> **Given request a**
List every line of the listing below that contains the string "street", copying each line in full. Case matters when matching.

The accuracy of textbooks on national politics is often victim to prevailing demands of the ‘national narrative’
Textbooks dealing with national politics are supposed to be collections of prescribed knowledge, which don’t necessarily tell the truth if it goes against the accepted “national narrative.” National myths are made permanent in the textbook; and if you deviate as a student-examinee from its “truths” you can actually fail exams. In this way, textbooks tend to become falsification of facts when it comes to the ideology of the state and its “action” in pursuit of its ideology and policy.
Pakistan has a “foreign policy” textbook—Pakistan’s Foreign Policy: a Reappraisal—written by former ambassador Shahid Amin. It was initially printed in 2000, reprinted in 2010, and then reprinted once more in 2020. It is currently being read by students who wish to take civil service exams. Amin served in the Pakistan Foreign Service in various capacities, including as ambassador and special envoy. He was Pakistan’s ambassador to Saudi Arabia, France, the Soviet Union, Nigeria, and Libya, with concurrent accreditation to several other countries. He was also posted in New Delhi, Kabul, Tehran, Brussels, London, and New York.
Amin retired from the Foreign Service in 1997. He is a well-known figure in the media, where he often participates in discussions on international affairs and Pakistan’s political and economic scenario. The author has also published articles on foreign affairs in local and international publications. His other publications include Realism in Politics (2003); Coexistence or Conflict? (2012); Concise History of Pakistan (2015); Pakistan Forever (2017); and Pakistan’s Relations with Saudi Arabia (forthcoming 2020).
Kargil: fiasco or victory?
The May 1999 Kargil “crisis,” known to “outsiders” as Pakistan’s defeat at the hands of India, has been assigned a chapter in Pakistan’s Foreign Policy: A Reappraisal. The author sums up the most humiliating event in Pakistan’s history like this:
“A closer examination of the apparent Indian successes suggests a less rosy picture for New Delhi. In the battlefield, India did poorly. According to India’s own estimates, the number of the intruders was in several hundreds. They did not possess the weaponry of a regular army action, only a guerrilla force. To throw out this small number of intruders, India threw in a force, at least, of over 20,000 (some accounts suggest twice this number) regular troops including some elite commandos, backed up by heavy artillery and the latest aircraft, the Indians made painfully slow progress. Two months later, India had only made limited military gains on the ground.”

Object detection data
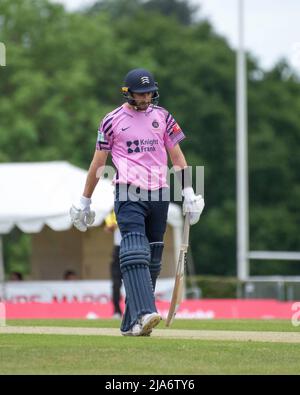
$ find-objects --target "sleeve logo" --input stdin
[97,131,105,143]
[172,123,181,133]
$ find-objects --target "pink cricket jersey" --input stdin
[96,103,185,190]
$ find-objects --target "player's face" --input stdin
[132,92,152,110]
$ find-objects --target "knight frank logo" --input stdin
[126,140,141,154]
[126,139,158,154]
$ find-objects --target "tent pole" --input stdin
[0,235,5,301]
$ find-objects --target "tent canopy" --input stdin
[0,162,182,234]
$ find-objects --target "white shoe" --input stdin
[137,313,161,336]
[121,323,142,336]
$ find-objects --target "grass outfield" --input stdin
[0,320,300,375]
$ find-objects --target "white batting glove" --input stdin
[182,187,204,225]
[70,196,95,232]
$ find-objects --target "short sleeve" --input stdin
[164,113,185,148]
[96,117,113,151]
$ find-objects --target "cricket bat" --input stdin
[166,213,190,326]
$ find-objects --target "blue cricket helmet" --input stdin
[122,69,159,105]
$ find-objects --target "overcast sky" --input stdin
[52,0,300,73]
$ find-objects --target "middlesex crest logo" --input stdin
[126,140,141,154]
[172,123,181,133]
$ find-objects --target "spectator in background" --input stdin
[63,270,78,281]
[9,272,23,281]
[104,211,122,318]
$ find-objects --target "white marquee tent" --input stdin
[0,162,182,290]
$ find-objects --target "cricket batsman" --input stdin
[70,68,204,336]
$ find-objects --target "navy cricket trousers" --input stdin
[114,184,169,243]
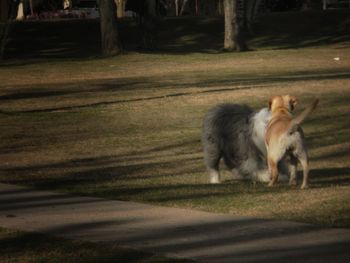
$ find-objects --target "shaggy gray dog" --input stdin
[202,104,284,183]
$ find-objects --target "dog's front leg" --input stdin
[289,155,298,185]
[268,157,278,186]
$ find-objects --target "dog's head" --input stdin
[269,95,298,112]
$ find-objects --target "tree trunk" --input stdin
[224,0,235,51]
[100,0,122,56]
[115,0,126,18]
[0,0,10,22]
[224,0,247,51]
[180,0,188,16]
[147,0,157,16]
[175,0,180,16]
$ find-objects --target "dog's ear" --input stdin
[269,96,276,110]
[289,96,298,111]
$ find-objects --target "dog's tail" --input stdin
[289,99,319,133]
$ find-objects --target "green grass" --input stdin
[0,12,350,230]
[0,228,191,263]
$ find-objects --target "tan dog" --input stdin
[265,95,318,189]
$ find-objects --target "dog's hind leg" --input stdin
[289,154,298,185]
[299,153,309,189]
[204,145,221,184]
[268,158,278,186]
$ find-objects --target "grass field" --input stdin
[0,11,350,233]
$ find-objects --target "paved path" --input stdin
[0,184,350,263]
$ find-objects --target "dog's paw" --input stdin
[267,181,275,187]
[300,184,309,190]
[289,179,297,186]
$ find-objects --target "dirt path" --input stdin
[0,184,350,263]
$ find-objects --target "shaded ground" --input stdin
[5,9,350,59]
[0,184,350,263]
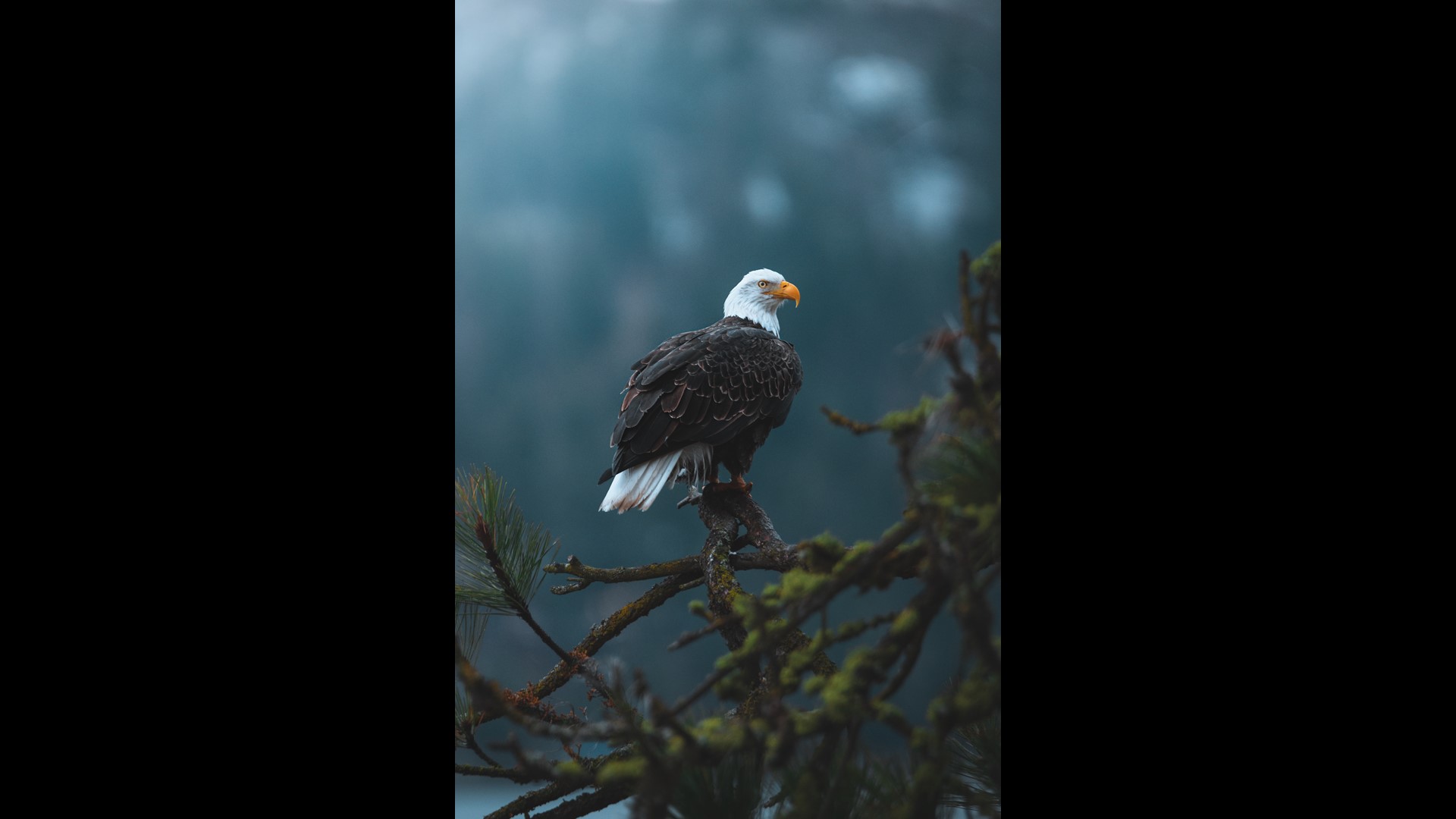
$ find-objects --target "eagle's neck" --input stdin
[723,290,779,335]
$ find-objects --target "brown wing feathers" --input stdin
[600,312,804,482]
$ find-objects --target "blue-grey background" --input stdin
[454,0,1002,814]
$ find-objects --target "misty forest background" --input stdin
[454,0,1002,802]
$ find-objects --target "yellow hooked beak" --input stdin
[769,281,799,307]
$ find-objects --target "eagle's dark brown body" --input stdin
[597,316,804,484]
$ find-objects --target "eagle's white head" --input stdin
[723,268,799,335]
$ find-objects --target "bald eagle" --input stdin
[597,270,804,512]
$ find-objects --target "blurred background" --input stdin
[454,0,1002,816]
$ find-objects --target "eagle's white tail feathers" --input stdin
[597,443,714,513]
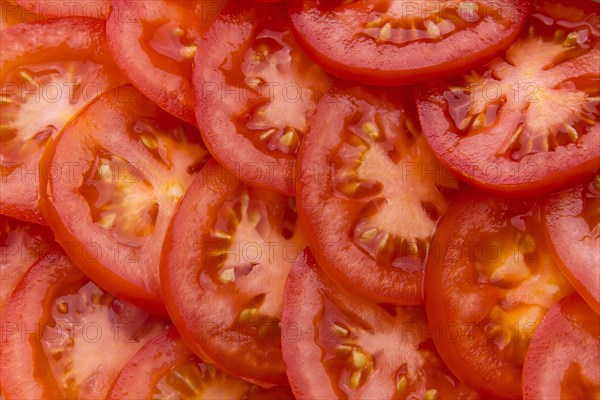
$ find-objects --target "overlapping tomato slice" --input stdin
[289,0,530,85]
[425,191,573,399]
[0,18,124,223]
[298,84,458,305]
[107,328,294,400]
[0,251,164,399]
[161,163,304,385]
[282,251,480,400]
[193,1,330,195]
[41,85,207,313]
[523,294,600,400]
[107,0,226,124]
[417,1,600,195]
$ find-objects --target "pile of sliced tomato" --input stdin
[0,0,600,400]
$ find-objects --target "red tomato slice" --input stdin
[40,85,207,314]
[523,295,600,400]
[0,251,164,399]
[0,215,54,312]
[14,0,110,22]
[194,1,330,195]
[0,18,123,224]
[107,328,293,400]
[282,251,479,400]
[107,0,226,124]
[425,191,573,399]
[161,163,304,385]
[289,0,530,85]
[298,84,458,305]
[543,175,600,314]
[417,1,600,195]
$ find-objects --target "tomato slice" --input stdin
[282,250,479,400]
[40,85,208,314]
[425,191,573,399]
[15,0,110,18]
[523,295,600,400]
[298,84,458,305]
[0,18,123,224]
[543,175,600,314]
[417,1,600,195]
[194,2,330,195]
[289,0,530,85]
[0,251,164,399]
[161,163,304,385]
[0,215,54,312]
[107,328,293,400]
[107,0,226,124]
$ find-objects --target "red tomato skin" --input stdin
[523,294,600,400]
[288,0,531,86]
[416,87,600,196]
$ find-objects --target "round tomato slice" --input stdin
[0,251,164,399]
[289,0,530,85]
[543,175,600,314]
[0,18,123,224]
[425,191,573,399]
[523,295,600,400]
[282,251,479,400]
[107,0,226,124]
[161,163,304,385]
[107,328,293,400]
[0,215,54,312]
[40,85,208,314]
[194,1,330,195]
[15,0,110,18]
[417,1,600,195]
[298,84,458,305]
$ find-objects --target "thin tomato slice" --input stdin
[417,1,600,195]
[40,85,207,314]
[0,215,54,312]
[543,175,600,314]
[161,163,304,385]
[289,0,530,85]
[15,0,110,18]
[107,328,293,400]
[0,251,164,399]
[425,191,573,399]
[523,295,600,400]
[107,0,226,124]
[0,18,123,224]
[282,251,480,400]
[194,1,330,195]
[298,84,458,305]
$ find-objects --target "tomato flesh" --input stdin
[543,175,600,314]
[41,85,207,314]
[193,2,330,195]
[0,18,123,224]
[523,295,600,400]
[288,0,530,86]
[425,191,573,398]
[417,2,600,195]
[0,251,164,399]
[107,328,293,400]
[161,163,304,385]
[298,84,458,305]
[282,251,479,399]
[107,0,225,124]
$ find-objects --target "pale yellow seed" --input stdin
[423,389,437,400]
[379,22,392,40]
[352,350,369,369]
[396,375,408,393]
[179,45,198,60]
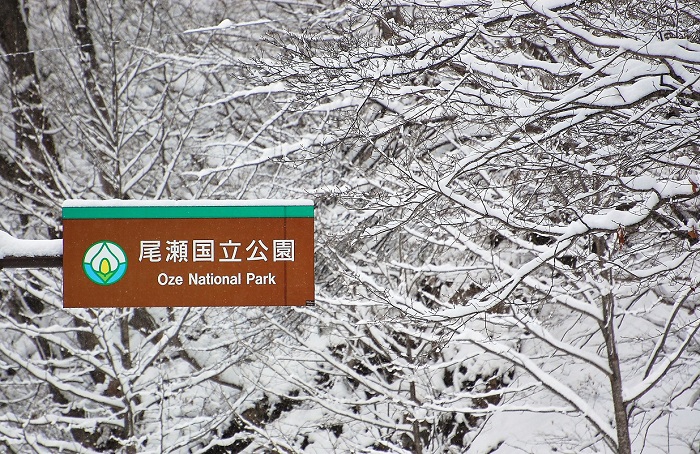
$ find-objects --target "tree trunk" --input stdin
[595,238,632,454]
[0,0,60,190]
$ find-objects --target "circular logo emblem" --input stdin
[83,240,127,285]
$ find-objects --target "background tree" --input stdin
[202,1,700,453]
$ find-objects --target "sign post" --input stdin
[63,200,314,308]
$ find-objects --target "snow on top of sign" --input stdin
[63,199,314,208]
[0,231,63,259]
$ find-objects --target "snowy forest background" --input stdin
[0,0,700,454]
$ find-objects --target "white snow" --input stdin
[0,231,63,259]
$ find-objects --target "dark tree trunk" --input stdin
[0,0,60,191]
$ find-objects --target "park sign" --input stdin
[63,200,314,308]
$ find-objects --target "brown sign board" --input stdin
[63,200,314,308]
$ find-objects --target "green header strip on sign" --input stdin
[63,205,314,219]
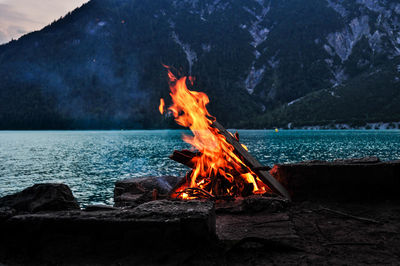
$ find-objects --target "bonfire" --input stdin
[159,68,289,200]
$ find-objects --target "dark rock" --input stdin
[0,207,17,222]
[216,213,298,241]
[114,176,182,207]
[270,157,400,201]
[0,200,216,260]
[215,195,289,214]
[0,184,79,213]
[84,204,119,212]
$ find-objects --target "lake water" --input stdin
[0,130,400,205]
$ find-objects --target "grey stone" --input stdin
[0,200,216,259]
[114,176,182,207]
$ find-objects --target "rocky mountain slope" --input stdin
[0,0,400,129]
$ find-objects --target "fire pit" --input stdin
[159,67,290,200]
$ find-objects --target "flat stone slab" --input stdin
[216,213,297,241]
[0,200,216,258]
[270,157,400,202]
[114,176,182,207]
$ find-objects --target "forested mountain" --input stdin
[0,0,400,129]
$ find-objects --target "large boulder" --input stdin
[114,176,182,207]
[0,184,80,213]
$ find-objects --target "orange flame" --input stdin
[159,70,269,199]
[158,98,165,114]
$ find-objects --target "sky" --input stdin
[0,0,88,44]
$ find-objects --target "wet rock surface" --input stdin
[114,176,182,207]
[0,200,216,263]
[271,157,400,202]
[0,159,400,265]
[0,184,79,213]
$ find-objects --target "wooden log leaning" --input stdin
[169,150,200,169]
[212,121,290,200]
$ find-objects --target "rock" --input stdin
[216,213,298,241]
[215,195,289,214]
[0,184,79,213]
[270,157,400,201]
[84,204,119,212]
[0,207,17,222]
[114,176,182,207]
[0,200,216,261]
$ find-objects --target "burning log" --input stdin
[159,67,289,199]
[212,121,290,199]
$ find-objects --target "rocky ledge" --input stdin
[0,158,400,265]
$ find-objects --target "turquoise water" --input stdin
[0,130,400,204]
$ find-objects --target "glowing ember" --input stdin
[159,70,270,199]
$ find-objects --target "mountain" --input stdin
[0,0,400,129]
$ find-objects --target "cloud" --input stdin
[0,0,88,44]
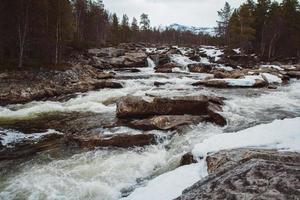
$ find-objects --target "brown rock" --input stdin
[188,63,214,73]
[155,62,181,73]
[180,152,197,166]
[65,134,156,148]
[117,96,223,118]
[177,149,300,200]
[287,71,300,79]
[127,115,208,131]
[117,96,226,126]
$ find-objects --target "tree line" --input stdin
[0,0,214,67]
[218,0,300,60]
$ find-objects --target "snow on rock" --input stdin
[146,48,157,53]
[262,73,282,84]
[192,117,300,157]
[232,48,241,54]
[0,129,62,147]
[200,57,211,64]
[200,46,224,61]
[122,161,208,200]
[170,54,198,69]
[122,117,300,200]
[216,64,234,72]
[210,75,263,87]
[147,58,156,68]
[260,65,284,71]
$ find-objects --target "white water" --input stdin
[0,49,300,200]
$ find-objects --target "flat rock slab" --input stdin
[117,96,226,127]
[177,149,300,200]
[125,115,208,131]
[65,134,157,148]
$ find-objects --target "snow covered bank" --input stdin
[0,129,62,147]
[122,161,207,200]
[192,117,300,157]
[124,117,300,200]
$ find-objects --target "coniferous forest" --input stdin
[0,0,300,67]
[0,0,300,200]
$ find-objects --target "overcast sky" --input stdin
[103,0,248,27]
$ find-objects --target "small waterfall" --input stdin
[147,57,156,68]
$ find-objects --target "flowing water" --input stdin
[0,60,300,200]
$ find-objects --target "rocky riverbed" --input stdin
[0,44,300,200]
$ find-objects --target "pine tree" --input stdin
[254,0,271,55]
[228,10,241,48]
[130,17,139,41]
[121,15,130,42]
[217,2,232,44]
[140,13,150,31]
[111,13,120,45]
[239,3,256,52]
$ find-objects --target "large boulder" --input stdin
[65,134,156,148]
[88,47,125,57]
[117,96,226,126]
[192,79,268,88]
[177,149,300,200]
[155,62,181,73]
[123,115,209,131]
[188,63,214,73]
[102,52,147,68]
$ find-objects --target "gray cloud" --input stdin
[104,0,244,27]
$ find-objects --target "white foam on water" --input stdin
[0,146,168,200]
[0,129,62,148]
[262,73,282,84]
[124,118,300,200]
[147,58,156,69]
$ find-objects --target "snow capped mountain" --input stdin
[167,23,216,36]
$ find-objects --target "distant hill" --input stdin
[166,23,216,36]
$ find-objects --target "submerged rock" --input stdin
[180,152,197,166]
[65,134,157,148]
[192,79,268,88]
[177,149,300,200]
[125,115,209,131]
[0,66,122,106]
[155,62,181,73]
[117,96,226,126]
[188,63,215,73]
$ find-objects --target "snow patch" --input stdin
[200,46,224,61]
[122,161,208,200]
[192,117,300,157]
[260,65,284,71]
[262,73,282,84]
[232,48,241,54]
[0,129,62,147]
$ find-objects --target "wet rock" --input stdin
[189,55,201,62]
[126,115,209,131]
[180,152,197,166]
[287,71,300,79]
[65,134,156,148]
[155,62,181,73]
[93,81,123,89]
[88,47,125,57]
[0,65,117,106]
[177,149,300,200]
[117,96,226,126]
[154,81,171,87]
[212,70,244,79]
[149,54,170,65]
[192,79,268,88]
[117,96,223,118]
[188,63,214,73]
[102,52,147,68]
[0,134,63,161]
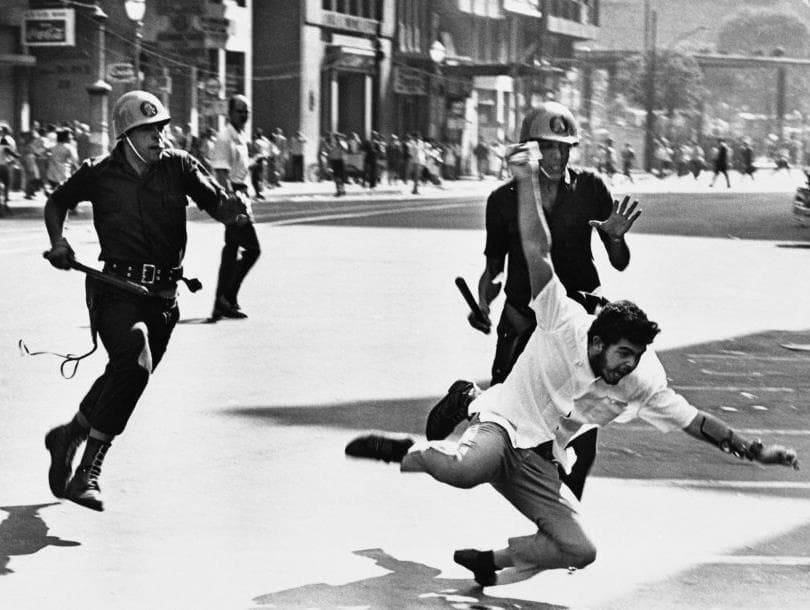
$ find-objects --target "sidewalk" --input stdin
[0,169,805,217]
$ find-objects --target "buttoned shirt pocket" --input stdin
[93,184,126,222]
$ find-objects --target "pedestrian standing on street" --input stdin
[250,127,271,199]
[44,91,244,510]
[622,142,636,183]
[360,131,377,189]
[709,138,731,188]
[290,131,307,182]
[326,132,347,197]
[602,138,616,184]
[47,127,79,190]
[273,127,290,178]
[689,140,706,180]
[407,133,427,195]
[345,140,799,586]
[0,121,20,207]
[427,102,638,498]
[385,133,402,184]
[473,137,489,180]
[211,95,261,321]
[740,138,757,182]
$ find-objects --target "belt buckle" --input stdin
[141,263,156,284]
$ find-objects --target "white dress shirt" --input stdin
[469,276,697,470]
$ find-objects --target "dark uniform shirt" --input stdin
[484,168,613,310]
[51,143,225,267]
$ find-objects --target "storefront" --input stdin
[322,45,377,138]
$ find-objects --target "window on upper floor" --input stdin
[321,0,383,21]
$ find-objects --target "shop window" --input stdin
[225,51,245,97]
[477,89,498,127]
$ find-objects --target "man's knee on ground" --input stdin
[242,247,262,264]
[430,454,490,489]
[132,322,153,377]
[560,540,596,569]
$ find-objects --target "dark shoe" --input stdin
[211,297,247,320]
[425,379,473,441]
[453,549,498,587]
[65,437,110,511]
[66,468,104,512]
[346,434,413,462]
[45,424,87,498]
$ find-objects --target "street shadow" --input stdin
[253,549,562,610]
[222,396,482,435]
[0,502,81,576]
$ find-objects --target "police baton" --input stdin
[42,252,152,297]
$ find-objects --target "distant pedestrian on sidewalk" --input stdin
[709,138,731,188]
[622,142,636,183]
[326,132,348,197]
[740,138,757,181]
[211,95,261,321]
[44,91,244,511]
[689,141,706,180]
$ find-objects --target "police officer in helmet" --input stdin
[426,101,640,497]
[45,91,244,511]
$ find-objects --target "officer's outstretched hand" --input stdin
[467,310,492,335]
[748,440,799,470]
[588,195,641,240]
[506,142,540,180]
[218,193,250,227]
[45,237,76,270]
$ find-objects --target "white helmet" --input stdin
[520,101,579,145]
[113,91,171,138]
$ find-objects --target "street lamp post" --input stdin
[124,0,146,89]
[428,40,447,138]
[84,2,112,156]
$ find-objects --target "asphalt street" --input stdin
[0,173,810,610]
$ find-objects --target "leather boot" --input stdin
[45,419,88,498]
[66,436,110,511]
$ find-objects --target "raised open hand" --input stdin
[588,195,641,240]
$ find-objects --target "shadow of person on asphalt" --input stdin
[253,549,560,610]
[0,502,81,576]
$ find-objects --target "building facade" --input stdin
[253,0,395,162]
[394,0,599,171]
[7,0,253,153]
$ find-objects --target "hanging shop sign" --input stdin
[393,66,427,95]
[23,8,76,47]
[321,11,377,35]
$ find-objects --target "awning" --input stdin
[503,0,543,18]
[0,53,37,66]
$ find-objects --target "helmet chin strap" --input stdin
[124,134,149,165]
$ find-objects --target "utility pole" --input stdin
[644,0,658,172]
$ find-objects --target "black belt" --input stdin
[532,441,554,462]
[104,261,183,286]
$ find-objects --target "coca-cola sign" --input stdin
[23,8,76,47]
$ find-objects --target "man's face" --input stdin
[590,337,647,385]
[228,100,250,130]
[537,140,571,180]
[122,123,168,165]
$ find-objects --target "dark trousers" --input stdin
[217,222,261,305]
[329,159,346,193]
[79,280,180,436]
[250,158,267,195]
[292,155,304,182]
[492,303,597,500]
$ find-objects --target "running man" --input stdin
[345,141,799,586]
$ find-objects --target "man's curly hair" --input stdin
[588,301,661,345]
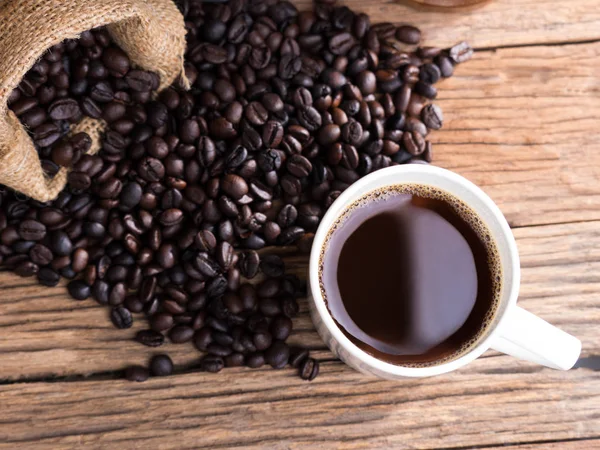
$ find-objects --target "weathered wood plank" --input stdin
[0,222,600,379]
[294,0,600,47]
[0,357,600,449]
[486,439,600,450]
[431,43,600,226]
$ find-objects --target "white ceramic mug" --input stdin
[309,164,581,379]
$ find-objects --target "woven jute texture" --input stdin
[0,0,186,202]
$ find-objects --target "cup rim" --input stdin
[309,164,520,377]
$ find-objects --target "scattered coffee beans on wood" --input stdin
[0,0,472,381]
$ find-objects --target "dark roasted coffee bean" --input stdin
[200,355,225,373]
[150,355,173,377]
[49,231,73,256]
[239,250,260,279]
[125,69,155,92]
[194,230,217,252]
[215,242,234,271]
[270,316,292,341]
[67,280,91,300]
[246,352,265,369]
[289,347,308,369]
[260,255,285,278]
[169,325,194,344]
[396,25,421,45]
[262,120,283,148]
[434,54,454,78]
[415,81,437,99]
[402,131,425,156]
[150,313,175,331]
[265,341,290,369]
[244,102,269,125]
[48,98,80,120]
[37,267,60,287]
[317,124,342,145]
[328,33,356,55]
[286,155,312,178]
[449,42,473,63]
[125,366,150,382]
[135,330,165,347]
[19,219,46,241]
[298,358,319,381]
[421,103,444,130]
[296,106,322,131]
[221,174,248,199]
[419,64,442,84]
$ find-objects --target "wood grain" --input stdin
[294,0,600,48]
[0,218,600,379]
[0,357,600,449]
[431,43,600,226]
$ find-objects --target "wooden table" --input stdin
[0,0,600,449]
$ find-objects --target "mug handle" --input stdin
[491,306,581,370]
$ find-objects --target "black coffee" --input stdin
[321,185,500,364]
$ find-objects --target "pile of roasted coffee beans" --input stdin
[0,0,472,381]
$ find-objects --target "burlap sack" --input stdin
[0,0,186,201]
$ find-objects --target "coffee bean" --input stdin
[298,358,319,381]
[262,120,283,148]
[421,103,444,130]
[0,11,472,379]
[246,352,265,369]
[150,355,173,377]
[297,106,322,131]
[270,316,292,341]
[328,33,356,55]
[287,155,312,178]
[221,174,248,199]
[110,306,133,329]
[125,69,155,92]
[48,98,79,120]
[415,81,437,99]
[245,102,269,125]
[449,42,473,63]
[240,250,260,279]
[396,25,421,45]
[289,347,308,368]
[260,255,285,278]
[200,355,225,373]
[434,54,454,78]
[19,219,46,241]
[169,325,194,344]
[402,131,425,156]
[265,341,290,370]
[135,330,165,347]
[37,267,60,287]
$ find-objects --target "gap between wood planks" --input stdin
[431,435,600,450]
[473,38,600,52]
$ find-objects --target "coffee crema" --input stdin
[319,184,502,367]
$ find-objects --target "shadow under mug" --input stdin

> **Given request b**
Please print the passage on the foreign policy textbook from "Amin retired from" down to "fiasco or victory?", unchanged.

> **Expected answer a**
$ find-objects --target "pedestrian standing on street" --input stdin
$ find-objects --target "street shadow" --input stdin
$ find-objects --target "street lamp post" --input stdin
$ find-objects --target "asphalt street" --input stdin

> **Expected answer b**
Amin retired from the Foreign Service in 1997. He is a well-known figure in the media, where he often participates in discussions on international affairs and Pakistan’s political and economic scenario. The author has also published articles on foreign affairs in local and international publications. His other publications include Realism in Politics (2003); Coexistence or Conflict? (2012); Concise History of Pakistan (2015); Pakistan Forever (2017); and Pakistan’s Relations with Saudi Arabia (forthcoming 2020).
Kargil: fiasco or victory?